=== DOCUMENT TEXT ===

He also points out that capital has been far more successful than labour in organising and exploiting new openings beyond nation states. International capital has, for instance, been able to present a relatively united front across borders and form linkages with important non-economic elites within Inter-Governmental Organizations (IGOs)[25]. For instance, under the impact of the IMF many countries have changed their laws to support free trade and end protectionism to make themselves more attractive to FDI. Sklair argues that this push for open markets, retrenchment of benefits, and permeable borders (for goods and resources) came, and still comes, from elites, not from the masses of people affected by these decisions. Thus his main argument is that globalization ‘does not just happen’, it is engineered and promoted by identifiable groups of people within identifiable organizations[26].

===

> **GIVEN PROBLEM 1**
Decide whether each statement agrees with the globalization passage: (a) Many countries changed their laws under the impact of the IMF to support free trade. (b) Labor has been more successful than capital at exploiting openings beyond nation states. (c) The push for open markets came from the masses of people affected by these decisions. Answer yes or no for each and quote the words from the passage that decide it.
> **GIVEN PROBLEM 2**
Repeat the stretch of the globalization passage from "He also points" through "within identifiable organizations[26]." word for word.
> **GIVEN PROBLEM 3**
Summarize the globalization passage in two sentences.

=== MATERIAL PROVIDED ===

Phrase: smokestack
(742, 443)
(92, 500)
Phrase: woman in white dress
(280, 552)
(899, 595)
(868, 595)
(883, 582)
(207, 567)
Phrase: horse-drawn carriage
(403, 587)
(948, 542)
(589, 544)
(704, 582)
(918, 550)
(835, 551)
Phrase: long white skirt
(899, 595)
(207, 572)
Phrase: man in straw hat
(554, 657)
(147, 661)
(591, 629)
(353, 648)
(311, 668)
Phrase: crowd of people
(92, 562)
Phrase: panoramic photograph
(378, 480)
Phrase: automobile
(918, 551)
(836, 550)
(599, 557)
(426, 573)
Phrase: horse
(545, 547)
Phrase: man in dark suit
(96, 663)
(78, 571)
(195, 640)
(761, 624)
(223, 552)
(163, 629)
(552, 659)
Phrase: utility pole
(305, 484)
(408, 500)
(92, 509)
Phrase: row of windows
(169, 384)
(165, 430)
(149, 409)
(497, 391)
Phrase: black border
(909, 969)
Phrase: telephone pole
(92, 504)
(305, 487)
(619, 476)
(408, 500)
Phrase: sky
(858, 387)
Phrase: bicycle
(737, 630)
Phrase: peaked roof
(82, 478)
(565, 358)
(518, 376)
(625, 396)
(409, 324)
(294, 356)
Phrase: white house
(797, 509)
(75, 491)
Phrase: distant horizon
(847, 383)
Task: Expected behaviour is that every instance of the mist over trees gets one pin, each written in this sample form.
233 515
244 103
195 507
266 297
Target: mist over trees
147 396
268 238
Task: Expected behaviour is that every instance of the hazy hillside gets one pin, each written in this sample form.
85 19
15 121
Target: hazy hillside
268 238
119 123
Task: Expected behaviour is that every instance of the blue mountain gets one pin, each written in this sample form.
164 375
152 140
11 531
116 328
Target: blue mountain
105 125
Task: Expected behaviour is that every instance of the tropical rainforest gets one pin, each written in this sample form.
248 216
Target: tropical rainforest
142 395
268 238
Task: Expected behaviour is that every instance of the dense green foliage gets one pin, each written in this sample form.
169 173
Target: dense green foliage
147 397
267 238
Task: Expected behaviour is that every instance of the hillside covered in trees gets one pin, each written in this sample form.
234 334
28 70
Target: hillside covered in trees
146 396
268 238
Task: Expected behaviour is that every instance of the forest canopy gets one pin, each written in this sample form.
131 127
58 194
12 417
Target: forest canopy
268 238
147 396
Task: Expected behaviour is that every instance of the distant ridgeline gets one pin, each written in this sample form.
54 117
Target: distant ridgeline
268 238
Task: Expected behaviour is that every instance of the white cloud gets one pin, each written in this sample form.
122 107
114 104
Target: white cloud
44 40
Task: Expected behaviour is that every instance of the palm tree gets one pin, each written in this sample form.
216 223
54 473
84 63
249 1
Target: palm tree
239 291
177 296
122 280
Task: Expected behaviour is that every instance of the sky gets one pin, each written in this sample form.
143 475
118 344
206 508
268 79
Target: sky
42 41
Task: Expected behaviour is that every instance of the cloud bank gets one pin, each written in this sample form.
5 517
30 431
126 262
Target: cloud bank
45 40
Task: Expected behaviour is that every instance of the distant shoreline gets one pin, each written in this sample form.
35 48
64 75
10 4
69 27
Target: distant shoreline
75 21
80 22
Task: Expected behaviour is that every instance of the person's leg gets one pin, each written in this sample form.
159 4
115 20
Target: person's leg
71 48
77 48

===
=== MATERIAL PROVIDED ===

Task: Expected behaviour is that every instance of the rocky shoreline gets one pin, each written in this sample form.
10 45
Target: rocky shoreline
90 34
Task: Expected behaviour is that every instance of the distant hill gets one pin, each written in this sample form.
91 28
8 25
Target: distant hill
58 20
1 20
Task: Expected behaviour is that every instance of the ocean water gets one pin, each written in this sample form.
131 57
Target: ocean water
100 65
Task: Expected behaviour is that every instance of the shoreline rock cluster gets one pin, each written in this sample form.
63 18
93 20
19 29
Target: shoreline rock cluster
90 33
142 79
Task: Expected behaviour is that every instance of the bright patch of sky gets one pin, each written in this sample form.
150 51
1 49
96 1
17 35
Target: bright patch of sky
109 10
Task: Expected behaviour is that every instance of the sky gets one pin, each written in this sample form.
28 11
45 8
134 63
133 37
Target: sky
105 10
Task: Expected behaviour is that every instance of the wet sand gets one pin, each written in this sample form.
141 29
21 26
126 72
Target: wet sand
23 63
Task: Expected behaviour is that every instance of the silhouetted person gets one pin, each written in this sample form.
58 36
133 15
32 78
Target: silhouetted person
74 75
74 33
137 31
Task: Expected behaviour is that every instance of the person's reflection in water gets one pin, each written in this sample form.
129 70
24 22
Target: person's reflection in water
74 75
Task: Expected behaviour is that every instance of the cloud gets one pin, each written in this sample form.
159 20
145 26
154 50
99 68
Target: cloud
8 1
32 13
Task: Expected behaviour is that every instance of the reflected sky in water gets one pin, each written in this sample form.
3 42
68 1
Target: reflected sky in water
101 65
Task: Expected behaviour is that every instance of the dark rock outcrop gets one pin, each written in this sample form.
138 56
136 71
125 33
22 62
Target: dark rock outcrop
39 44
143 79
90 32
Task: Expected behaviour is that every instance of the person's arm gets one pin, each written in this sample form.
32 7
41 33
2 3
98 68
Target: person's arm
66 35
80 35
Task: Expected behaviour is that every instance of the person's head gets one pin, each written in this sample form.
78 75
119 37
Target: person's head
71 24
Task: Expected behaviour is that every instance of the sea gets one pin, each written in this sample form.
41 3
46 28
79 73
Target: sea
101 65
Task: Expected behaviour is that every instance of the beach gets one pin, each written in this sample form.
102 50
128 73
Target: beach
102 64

===
=== MATERIAL PROVIDED ===

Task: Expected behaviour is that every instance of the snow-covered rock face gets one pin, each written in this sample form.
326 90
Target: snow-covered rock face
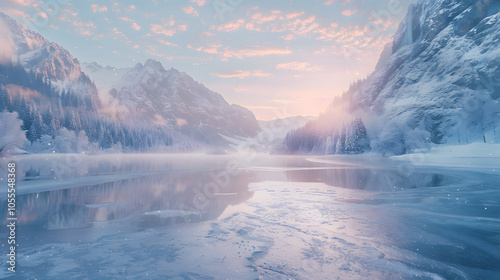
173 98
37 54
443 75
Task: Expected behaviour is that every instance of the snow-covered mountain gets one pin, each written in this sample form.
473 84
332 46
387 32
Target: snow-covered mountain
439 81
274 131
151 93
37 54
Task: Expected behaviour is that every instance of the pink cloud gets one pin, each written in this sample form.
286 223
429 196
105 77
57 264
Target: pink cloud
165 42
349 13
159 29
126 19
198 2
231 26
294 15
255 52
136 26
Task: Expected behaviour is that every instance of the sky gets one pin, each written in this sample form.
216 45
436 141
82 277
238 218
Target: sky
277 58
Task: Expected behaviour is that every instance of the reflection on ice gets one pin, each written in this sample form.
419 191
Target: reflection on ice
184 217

===

> **ANSWER 1**
(a) Yes: "under the impact of the IMF many countries have changed their laws to support free trade and end protectionism"
(b) No: "capital has been far more successful than labour in organising and exploiting new openings beyond nation states"
(c) No: "came, and still comes, from elites, not from the masses of people affected by these decisions"

> **ANSWER 2**
He also points out that capital has been far more successful than labour in organising and exploiting new openings beyond nation states. International capital has, for instance, been able to present a relatively united front across borders and form linkages with important non-economic elites within Inter-Governmental Organizations (IGOs)[25]. For instance, under the impact of the IMF many countries have changed their laws to support free trade and end protectionism to make themselves more attractive to FDI. Sklair argues that this push for open markets, retrenchment of benefits, and permeable borders (for goods and resources) came, and still comes, from elites, not from the masses of people affected by these decisions. Thus his main argument is that globalization ‘does not just happen’, it is engineered and promoted by identifiable groups of people within identifiable organizations[26].

> **ANSWER 3**
Capital has been far more successful than labor at organizing and exploiting openings beyond nation states, forming linkages with non-economic elites within IGOs, and under the impact of the IMF many countries have changed their laws to support free trade and attract FDI. Sklair argues that the push for open markets, retrenchment of benefits, and permeable borders came from elites rather than the masses, so globalization is engineered and promoted by identifiable groups within identifiable organizations.